### PASSAGE CITÉ
----------
Quatrième de couverture :
Le soleil brille haut, la mer est calme. Six apprentis marins, quatre hommes et deux femmes, quittent le port de Sète dans une joyeuse anarchie encadrée par un moniteur de voile. Parmi eux, le narrateur, un homme sombre et secret, porte sur cette bande hétéroclite un regard doux-amer. Sous ses yeux qui en ont sans doute déjà trop vu se joue un concentré de comédie humaine.

C’est alors que se lève la plus effroyable des tempêtes.  Une déferlante emporte le moniteur. Ils sont maintenant six néophytes sur ce bateau, dont un blessé. Les secours contactés les rassurent : un patrouilleur va se dérouter vers eux. Mais  le canal d’urgence de la radio grésille à nouveau. Une voix très jeune supplie, en anglais : « S’il vous plaît, nous sommes nombreux, le bateau est cassé, il prend l’eau. »
Le dilemme surgit aussitôt : qui doit être secouru en  premier ? Six Français sur un voilier qui ne tiendra peut-être pas jusqu’au bout, ou un bateau de migrants ? Tandis que les éléments continuent à s’acharner sur eux, les six s’affrontent sur la marche à suivre et la valeur des vies à sauver.

Auteur : Johann Guillaud-Bachet vit et travaille dans une commune de l’Isère. Il est aussi comédien amateur. Noyé vif, son premier roman bouscule nos certitudes et fait voler en éclats nos idées reçues.
----------
### ITEMS EXTRAITS

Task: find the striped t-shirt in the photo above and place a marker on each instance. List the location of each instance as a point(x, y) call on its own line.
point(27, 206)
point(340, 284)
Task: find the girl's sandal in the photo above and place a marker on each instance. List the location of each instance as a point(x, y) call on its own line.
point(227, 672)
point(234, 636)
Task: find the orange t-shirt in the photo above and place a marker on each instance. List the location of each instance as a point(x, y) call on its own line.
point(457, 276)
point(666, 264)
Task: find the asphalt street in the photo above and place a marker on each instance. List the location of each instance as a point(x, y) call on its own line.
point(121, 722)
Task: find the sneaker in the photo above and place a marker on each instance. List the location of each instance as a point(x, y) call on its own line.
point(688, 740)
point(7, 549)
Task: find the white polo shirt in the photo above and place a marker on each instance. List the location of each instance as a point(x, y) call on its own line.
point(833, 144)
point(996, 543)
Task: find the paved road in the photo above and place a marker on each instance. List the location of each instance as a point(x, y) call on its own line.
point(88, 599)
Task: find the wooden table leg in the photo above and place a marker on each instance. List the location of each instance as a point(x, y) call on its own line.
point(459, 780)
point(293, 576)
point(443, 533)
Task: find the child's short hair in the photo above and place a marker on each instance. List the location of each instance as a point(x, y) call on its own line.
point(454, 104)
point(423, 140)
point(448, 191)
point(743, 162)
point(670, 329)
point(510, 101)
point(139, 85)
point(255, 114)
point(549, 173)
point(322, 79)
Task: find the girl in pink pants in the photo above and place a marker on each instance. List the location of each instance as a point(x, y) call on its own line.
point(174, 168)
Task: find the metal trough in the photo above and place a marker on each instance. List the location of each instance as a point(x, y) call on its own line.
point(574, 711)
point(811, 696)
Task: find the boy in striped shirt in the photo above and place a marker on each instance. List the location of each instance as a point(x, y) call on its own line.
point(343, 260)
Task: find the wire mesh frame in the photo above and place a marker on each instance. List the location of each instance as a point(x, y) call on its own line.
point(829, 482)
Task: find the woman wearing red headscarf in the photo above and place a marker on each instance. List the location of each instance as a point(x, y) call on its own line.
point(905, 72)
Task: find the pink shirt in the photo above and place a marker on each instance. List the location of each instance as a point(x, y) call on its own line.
----------
### CONSIGNES DE L'EXERCICE
a) Traduisez en anglais cette phrase du passage cité sur le roman Noyé vif : « Les secours contactés les rassurent : un patrouilleur va se dérouter vers eux. »
b) Répondez brièvement à partir du passage cité sur le roman Noyé vif :
(i) De quel port partent les six apprentis marins ?
(ii) Qui la déferlante emporte-t-elle ?
(iii) Quelle activité l'auteur pratique-t-il en amateur ?
c) Rédigez la suite du passage cité sur le roman Noyé vif, à partir de sa dernière phrase.

### CORRIGÉ DE L'EXERCICE
a) The rescue services they contacted reassure them: a patrol boat is going to change course toward them.

b)
(i) Du port de Sète.
(ii) Le moniteur de voile.
(iii) Il est comédien.

c)
Mon avis : (lu en février 2018)
Six adultes sont venus faire un stage de voile en Méditerranée. Quatre hommes et deux femmes vont partir pendant quelques jours en haute mer avec Vince, leur moniteur. Ils viennent d’horizon différent. Alice est prof de fac en sociologie à Paris, Prune est responsable d’un magasin de sport à Montpellier, Fred dirige une boîte d’installation de cuisines à Lyon, Franck est dameur l’hiver en Savoie et sinon travaille sur des chantiers, Bertrand est notaire à Besançon. Le narrateur est assez mystérieux, c’est un immigré syrien, il se dévoilera un peu au fil de l’histoire, le lecteur ne saura même pas son prénom… On apprendra seulement que ce prénom est exotique.
Après avoir fait connaissance entre eux et préparé le ravitaillement et l’équipement du bateau, les voilà partis pour un huis clos de dix jours. Pas facile de vivre ensemble dans un espace exiguë, avec la promiscuité des autres, sans oublier la fatigue des quarts de veille… Au début du voyage, la mer est sage et lisse mais bientôt arrive la tempête et tous se sentent bien petits face aux éléments.
Le voilier va se trouver en difficulté et lorsque l’équipage contacte les secours, il se retrouve en concurrence avec un bateau de migrant…
Ce livre est l’occasion de réfléchir sur le comportement humain en groupe, dans des conditions difficiles. Lorsque l’on craint pour sa vie, est-on toujours à la hauteur de nos convictions ? L’instinct de survie est-il supérieur à l’empathie ? Voilà un roman complètement d’actualité à découvrir.

Extrait : (début du livre)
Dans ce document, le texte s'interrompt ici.